• Supplied text

((

That formulation retains the confirmed effect, prerequisite, platform, version threshold, and exploitation status without adding unsupported architectural or attack-chain claims.

End Users Should Update, Relaunch, and Verify​

Mac users should complete the update through Chrome and then verify the exact version:
  1. Open Google Chrome.
  2. Select the Chrome menu (⋮).
  3. Select Help.
  4. Select About Google Chrome.
  5. Allow the version check to complete.
  6. If Relaunch is offered, select it.
  7. After Chrome opens again, return to Chrome menu (⋮) > Help > About Google Chrome.
  8. Confirm that the displayed version is 150.0.7871.47 or later.
The verification step matters because the security threshold is expressed as a version number. Users should not infer compliance merely from having opened the About page or having seen an update message. The conclusive check for this article’s purposes is the version displayed after completing the offered relaunch: 150.0.7871.47 or later.
If Chrome continues to display an earlier version, the device remains below the documented remediation threshold. The user should report the problem to the organization’s support or administration team rather than assuming that no further action is needed.
Windows users do not need to treat this procedure as remediation for CVE-2026-13975 based on the supplied record, because that record identifies macOS rather than Windows as affected. They may still follow their organization’s normal browser-maintenance requirements, but Windows should not be added to this CVE’s scope without supporting evidence.

Action checklist for administrators​

  • Inventory Chrome installations on managed Macs.
  • Identify every Mac reporting a Chrome version below 150.0.7871.47.
  • Instruct affected users to open Chrome menu (⋮) > Help > About Google Chrome and allow the check to complete.
  • Tell users to select Relaunch if that option appears.
  • Verify that Chrome reports 150.0.7871.47 or later after the relaunch.
  • Keep Macs on 150.0.7871.46 in the remediation population.
  • Document the conflict between the CPE range and the description’s version threshold.
  • Do not extend the affected-platform designation to Windows without further vendor evidence.
  • Escalate Macs that cannot reach the minimum version through the organization’s established browser-support process.

))

• Given task A
Repeat word for word everything in the Chrome update article from "That formulation retains" down to "Select About Google Chrome.".
The Chrome update article and the listing come from unrelated sources.

(Excerpts from a detection dataset)

((

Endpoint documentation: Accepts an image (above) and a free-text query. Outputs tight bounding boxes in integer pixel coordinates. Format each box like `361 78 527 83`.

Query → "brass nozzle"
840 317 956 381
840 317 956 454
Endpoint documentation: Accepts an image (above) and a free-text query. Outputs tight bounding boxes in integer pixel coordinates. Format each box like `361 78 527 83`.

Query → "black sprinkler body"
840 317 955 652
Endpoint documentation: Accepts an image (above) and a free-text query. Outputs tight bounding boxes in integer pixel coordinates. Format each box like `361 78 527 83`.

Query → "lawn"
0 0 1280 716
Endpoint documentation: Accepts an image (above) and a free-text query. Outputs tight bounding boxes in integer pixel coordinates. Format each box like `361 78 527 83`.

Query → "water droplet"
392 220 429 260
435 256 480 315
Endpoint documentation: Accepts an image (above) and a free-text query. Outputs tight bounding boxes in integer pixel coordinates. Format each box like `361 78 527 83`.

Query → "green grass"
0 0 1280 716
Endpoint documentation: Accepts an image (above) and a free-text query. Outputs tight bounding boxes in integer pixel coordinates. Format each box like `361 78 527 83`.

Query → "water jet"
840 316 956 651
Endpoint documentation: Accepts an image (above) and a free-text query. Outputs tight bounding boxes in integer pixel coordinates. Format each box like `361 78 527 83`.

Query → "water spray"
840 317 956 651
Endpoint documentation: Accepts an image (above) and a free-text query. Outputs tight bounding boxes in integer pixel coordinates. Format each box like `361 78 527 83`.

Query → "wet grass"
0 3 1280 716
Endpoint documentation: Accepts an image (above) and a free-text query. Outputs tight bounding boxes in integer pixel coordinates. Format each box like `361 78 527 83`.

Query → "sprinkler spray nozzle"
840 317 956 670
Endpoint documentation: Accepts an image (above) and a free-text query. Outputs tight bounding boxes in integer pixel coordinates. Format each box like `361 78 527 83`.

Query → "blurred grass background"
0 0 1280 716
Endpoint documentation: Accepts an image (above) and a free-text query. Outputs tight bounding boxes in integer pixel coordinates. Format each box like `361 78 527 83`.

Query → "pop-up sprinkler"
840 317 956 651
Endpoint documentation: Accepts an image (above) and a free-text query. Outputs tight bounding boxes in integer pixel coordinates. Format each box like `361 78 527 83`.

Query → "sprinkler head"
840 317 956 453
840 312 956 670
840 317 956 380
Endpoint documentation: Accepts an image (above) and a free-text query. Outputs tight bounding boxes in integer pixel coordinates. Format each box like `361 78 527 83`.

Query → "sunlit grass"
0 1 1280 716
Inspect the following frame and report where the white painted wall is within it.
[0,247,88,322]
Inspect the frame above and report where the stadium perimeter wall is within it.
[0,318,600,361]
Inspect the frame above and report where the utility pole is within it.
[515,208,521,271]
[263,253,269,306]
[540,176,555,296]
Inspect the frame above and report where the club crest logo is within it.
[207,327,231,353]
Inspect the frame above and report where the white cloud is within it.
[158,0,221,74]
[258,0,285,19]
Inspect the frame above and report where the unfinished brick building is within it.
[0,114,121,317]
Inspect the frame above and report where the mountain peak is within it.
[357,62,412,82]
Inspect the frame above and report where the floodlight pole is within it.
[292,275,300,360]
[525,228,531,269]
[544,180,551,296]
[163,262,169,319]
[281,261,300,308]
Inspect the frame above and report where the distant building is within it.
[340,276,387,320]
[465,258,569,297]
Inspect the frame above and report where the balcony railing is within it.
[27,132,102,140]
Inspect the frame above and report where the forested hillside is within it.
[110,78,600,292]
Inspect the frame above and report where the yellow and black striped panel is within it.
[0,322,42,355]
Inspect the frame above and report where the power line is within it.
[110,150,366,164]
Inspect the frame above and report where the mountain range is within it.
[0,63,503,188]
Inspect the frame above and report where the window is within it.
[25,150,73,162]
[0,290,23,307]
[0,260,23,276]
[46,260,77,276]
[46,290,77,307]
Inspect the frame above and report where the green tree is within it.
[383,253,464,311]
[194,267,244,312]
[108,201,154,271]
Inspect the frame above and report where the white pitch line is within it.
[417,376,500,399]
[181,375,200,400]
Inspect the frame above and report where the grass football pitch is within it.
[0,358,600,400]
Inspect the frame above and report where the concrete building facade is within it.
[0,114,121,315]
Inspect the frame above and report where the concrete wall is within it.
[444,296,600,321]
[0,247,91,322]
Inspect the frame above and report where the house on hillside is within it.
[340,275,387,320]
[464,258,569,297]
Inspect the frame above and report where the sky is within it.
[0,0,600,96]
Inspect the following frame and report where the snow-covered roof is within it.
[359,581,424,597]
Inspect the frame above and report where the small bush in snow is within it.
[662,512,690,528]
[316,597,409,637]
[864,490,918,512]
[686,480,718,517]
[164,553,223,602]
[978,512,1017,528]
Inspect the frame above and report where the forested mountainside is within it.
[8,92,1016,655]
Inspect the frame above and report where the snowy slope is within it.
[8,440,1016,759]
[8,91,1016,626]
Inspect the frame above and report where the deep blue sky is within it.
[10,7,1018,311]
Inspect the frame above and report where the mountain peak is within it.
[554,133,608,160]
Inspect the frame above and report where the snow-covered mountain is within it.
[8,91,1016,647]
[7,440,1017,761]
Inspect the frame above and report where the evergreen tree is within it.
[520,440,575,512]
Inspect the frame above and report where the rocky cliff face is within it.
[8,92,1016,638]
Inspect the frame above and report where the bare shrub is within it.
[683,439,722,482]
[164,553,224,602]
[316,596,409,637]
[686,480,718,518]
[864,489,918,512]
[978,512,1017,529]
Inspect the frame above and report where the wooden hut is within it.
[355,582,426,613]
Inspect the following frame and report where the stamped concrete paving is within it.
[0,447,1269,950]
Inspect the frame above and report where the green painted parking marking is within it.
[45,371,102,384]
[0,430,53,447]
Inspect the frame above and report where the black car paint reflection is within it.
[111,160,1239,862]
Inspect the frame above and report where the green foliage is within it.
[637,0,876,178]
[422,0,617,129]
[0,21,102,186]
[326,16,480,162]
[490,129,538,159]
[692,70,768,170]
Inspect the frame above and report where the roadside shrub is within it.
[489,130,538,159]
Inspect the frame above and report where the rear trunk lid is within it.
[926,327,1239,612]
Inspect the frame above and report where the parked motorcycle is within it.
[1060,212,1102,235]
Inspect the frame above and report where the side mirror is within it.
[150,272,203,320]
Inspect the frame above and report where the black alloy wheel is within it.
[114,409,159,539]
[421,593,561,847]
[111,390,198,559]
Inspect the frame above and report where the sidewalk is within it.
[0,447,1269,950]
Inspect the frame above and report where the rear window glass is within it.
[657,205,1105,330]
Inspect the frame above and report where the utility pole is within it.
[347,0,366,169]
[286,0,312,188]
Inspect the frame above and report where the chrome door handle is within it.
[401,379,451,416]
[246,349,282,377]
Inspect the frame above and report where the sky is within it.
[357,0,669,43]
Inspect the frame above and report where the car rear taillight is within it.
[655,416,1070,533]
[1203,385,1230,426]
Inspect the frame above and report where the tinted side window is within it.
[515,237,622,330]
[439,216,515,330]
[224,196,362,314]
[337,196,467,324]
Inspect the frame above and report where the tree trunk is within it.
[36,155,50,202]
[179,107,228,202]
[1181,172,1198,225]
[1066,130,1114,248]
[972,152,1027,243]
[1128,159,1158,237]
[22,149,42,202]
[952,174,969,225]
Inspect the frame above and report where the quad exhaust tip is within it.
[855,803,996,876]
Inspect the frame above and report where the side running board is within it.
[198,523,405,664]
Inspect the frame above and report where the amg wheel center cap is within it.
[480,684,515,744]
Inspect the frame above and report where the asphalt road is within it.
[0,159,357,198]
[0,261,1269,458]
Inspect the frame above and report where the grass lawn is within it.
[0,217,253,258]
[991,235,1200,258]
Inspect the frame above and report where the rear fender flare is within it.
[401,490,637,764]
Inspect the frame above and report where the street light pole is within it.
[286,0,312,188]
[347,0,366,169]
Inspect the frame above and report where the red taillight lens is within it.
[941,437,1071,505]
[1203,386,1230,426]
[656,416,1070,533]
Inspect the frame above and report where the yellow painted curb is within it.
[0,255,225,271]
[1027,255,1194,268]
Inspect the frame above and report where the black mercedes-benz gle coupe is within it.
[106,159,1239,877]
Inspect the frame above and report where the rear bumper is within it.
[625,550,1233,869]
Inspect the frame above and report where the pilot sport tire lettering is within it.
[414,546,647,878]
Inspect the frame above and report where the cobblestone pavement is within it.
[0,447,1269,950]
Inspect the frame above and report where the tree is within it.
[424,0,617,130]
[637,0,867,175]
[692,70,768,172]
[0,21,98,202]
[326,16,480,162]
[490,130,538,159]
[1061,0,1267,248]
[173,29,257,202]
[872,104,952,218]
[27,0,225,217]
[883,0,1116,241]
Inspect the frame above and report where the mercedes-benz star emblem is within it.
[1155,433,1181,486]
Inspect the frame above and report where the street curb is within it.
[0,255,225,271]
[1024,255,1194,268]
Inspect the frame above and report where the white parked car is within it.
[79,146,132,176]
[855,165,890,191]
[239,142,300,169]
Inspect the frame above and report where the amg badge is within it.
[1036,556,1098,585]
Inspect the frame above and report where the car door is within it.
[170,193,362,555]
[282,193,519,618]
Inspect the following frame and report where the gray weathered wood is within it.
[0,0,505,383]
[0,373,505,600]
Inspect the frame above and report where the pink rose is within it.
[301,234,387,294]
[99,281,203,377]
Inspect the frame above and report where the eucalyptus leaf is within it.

))

• Given task B
In the listing, take everything from the line containing "Inspect the frame above and report where the wooden" down to the line containing "[337,196,467,324]" and write it out again with "report" replaced by "describe", changing nothing else. Return only those lines.

• Correct answer A
That formulation retains the confirmed effect, prerequisite, platform, version threshold, and exploitation status without adding unsupported architectural or attack-chain claims.

End Users Should Update, Relaunch, and Verify​

Mac users should complete the update through Chrome and then verify the exact version:
  1. Open Google Chrome.
  2. Select the Chrome menu (⋮).
  3. Select Help.
  4. Select About Google Chrome.

• Correct answer B
Inspect the frame above and describe where the wooden hut is within it.
[355,582,426,613]
Inspect the following frame and describe where the stamped concrete paving is within it.
[0,447,1269,950]
Inspect the frame above and describe where the green painted parking marking is within it.
[45,371,102,384]
[0,430,53,447]
Inspect the frame above and describe where the black car paint reflection is within it.
[111,160,1239,862]
Inspect the frame above and describe where the green foliage is within it.
[637,0,876,178]
[422,0,617,129]
[0,21,102,186]
[326,16,480,162]
[490,129,538,159]
[692,70,768,170]
Inspect the frame above and describe where the roadside shrub is within it.
[489,130,538,159]
Inspect the frame above and describe where the rear trunk lid is within it.
[926,327,1239,612]
Inspect the frame above and describe where the parked motorcycle is within it.
[1060,212,1102,235]
Inspect the frame above and describe where the side mirror is within it.
[150,272,203,320]
Inspect the frame above and describe where the black alloy wheel is within it.
[114,409,159,539]
[421,593,561,847]
[111,390,198,559]
Inspect the frame above and describe where the sidewalk is within it.
[0,447,1269,950]
Inspect the frame above and describe where the rear window glass is within it.
[657,205,1105,330]
Inspect the frame above and describe where the utility pole is within it.
[347,0,366,169]
[286,0,312,188]
Inspect the frame above and describe where the chrome door handle is within it.
[401,379,451,416]
[246,349,282,377]
Inspect the frame above and describe where the sky is within it.
[357,0,669,43]
Inspect the frame above and describe where the car rear taillight is within it.
[655,416,1070,533]
[1203,385,1230,426]
Inspect the frame above and describe where the tinted side window is within it.
[515,237,622,330]
[439,216,515,330]
[224,196,362,314]
[337,196,467,324]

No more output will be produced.